● Extract
Aerial view of a container ship of COSCO shipping unloading cargoes at the Port of Los Angeles on October 26, 2021 in San Pedro, California.
Qian Weizhong | Visual China Group | Getty Images
WASHINGTON – The Biden administration outlined several initiatives on Tuesday aimed at addressing immediate supply-chain challenges and other disruptions affecting global commerce.
Several senior administration officials, who spoke on the condition of anonymity in order to share details of the proposed plans, said the administration will begin work within the next 60 days with the U.S. Army Corps of Engineers on $4 billion worth of construction work at coastal ports, inland waterways as well as other corps eligible facilities.
The plan will identify and prioritize $3.4 billion in upgrades to obsolete inspection facilities that will make international trade more efficient through the northern and southern borders, a senior administration official said.
“This is a long-overdue infrastructure improvement and it has clearly been a bottleneck in the past,” the person added.
The world’s supply chain – already exacerbated by the pandemic – is continuing to bear the brunt of surging consumer demand, labor shortages and overseas manufacturing delays, which has led to higher transportation costs and inflation.
On Wednesday, President Joe Biden will visit the Port of Baltimore to discuss how the $1 trillion infrastructure bill passed by lawmakers on Friday will improve ports and strengthen supply chains.

● Available data

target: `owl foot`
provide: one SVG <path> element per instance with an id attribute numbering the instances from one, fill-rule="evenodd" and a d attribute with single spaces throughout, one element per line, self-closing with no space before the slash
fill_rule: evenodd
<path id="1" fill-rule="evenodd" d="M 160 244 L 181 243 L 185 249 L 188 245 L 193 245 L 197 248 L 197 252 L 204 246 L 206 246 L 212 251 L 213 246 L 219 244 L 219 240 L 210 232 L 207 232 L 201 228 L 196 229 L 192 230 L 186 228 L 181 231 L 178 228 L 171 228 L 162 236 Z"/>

● To do
Resume the news report on the Biden administration's port and supply-chain plans, starting after its last sentence.

● Task result
The bipartisan infrastructure bill, which passed the Senate in August but sat idle in the House for months, will finance colossal upgrades to America’s roads, bridges, airports, seaports and rail systems.
The bill’s passage came on the heels of Biden’s attendance at the annual forum of the “Group of 20,” or G-20, referring to the 20 major economies that account for more than 80% of world GDP and 75% of global trade.
While at the G-20, Biden convened a summit alongside leaders from 14 other countries and the European Union calling for their unbending commitment on supply chain issues.
“Supply chains are something that most of our citizens never think twice about until something goes wrong. And during this pandemic, we’ve seen delays and backlogs of goods from automobiles to electronics, from shoes to furniture,” Biden said in his debut at the G-20 since becoming president.
“Ending the pandemic is the ultimate key to unlocking the disruptions we’re all contending with. But, we have to take action now, together with our partners in the private sector, to reduce the backlogs that we’re facing,” he said.
Now that the pandemic has highlighted vulnerabilities in the system, he said, “we cannot go back to business as usual.”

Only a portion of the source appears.